=== OBJECTIVE ===
Set down exactly the lines from the one containing "Could you point at the white door" through the end of the records below, both included, and nothing else.

Excerpt from a dataset:
◇ ◇ ◇ ◇

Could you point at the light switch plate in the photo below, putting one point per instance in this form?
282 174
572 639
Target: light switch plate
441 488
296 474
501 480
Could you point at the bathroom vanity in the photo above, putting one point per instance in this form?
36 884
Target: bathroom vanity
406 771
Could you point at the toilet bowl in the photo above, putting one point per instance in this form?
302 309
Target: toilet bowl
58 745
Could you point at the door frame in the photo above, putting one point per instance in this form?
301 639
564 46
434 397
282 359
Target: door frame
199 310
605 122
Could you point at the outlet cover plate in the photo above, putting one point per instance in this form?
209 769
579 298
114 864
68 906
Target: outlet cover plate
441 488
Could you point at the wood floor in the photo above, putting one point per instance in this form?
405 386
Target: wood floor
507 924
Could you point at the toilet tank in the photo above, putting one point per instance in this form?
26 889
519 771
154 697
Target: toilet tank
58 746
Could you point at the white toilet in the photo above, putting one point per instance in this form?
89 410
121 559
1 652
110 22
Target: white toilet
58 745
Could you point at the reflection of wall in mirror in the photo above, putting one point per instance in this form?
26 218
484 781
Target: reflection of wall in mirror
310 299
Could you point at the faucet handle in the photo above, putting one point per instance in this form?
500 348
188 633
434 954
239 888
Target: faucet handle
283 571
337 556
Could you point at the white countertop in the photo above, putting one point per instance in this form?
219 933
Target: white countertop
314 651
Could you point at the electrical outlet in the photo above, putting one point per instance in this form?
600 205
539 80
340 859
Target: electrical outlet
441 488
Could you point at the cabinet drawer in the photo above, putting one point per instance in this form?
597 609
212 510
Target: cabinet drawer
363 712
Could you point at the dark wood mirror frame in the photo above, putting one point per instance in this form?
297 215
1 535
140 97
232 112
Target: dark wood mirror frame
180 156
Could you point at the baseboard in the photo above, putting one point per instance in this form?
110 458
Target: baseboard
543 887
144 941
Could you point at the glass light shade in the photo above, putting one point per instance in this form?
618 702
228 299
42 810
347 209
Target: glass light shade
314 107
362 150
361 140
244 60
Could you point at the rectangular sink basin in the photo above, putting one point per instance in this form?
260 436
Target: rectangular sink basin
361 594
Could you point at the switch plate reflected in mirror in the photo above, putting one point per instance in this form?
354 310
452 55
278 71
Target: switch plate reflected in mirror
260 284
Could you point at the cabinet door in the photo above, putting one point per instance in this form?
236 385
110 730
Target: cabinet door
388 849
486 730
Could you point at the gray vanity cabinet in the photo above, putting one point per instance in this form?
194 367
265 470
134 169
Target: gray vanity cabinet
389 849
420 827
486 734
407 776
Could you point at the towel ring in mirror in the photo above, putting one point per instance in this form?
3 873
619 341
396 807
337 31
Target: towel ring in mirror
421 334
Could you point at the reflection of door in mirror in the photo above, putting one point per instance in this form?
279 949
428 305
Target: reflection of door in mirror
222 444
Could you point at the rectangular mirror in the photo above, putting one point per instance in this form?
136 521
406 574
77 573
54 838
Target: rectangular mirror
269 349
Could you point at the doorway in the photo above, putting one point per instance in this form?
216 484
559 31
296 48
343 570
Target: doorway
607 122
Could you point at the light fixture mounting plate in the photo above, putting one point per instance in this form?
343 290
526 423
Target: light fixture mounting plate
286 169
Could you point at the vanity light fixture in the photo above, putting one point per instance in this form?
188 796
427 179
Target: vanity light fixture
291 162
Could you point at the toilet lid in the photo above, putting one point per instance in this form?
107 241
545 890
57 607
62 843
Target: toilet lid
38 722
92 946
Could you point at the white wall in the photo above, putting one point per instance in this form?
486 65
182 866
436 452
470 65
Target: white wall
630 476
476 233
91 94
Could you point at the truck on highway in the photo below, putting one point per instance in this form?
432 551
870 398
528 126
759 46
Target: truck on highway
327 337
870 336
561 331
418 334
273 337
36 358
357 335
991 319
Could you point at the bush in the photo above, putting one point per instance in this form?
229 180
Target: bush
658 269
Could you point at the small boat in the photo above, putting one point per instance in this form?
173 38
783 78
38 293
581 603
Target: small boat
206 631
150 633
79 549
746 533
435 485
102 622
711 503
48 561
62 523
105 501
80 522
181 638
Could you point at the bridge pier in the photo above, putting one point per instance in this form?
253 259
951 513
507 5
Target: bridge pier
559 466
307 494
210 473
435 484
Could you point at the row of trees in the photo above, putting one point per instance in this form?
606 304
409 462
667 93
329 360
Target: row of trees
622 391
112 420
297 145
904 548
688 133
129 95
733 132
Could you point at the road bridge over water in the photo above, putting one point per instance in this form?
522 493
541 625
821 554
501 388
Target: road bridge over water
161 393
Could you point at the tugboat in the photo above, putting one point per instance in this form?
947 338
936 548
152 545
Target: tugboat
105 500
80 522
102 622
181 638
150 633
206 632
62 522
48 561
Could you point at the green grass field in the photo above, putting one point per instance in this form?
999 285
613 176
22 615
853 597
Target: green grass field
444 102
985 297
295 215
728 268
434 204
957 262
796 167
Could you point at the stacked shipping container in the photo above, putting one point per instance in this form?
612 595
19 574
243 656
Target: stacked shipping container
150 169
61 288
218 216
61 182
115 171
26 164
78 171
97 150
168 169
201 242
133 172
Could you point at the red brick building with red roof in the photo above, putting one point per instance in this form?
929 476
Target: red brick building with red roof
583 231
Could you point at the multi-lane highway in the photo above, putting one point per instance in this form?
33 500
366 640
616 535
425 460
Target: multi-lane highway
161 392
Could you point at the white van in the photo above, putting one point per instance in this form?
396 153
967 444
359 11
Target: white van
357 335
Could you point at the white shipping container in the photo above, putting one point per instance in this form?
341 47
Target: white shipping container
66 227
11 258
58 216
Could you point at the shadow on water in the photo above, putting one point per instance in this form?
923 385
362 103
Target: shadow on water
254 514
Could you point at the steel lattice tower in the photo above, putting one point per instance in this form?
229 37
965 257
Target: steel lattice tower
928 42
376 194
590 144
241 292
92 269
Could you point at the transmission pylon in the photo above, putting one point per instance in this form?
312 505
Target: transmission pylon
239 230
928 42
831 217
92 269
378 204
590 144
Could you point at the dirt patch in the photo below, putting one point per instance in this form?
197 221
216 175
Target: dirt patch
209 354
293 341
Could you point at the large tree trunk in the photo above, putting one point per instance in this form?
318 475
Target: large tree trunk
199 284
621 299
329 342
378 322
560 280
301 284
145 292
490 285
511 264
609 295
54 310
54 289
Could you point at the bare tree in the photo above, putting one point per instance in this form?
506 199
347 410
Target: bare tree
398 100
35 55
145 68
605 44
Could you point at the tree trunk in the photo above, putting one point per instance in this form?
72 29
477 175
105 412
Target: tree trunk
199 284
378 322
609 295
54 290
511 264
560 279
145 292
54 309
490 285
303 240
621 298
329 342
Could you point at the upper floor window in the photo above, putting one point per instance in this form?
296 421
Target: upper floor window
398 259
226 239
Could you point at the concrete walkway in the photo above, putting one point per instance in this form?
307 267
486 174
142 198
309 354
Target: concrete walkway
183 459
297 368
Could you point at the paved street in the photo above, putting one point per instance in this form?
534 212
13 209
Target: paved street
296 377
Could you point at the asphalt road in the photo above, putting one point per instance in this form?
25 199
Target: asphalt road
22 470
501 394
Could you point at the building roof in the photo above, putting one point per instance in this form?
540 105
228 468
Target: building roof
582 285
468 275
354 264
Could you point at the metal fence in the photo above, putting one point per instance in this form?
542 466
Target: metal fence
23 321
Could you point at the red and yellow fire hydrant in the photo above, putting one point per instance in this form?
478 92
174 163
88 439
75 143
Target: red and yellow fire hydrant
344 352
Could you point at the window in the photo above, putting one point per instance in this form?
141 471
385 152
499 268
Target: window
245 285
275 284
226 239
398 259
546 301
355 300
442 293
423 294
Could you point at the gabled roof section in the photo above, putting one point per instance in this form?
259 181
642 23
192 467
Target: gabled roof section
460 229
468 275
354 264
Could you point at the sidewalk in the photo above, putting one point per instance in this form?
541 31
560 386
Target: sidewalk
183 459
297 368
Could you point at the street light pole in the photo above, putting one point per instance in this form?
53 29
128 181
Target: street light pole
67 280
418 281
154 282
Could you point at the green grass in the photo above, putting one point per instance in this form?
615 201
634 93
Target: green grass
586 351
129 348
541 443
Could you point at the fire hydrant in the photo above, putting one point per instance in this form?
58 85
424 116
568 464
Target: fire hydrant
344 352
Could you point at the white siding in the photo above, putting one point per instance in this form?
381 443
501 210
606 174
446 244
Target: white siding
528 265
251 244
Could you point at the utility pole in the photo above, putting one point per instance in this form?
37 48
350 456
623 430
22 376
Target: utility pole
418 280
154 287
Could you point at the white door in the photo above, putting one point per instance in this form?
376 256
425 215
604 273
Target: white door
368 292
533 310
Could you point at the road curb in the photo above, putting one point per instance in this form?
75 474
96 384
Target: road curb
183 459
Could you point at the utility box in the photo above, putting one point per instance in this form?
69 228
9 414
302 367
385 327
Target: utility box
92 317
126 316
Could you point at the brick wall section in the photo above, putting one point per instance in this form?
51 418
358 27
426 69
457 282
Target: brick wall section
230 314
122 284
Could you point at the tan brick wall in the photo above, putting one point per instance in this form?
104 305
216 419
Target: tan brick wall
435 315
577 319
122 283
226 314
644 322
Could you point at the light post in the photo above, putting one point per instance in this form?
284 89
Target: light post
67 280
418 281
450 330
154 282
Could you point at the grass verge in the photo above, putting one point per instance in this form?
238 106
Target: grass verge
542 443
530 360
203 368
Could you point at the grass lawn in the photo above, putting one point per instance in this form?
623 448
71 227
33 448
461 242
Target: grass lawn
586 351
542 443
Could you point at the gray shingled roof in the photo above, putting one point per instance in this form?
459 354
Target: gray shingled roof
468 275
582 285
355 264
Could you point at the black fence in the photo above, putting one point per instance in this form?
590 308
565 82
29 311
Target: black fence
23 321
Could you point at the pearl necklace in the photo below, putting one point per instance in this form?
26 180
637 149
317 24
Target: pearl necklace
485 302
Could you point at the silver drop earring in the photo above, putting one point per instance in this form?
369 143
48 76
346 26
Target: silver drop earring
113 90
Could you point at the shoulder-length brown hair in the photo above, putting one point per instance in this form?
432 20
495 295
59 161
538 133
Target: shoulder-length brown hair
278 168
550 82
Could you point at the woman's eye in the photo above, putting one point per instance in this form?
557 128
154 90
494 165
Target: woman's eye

◇ ◇ ◇ ◇

=== RESULT OF THIS TASK ===
Could you point at the white door in the photo above, putting one point per instance in this form?
376 256
425 215
604 273
Target: white door
368 292
533 310
Could you point at the road curb in the photo above, putting one point per instance in this form?
75 474
96 384
Target: road curb
183 459
Could you point at the utility box in the photo above, putting one point per instance in this form?
69 228
9 414
302 367
385 327
Target: utility box
92 317
126 316
Could you point at the brick wall section in the photo above, putting one point per instance in this form?
51 418
358 27
426 69
457 282
Target: brick wall section
230 314
122 284
Could you point at the tan brick wall in the photo above, putting one point per instance in this form?
104 305
216 419
Target: tan brick wall
435 315
577 319
122 283
226 314
644 322
Could you point at the light post in the photo above, putting one point per instance in this form?
284 89
Target: light post
67 280
418 281
450 330
154 282
Could you point at the grass verge in the photo above, putting one point per instance in this form?
238 106
Target: grass verge
542 443
530 360
203 368
Could you point at the grass lawn in the photo above, putting one point per instance in this form?
623 448
71 227
33 448
461 242
Target: grass lawn
586 351
542 443
Could you point at the gray shingled roof in the photo above, putting one point per instance in this form?
459 354
Target: gray shingled roof
468 275
582 285
355 264
Could you point at the black fence in the photo above, putting one point per instance in this form?
590 308
565 82
29 311
Target: black fence
23 321
Could you point at the pearl necklace in the photo below, putting one point per instance in this form?
26 180
637 149
317 24
Target: pearl necklace
485 302
Could you point at the silver drop earring in the photo above, putting one point per instance in this form?
369 143
48 76
346 26
Target: silver drop earring
113 90
Could you point at the shoulder-length brown hair in the photo above, putting one point per instance in this form?
432 20
495 295
59 161
538 133
Target: shoulder-length brown hair
278 168
550 82
Could you point at the woman's eye in the photo above, putting one point per instance in this form?
557 128
154 90
494 165
Target: woman's eye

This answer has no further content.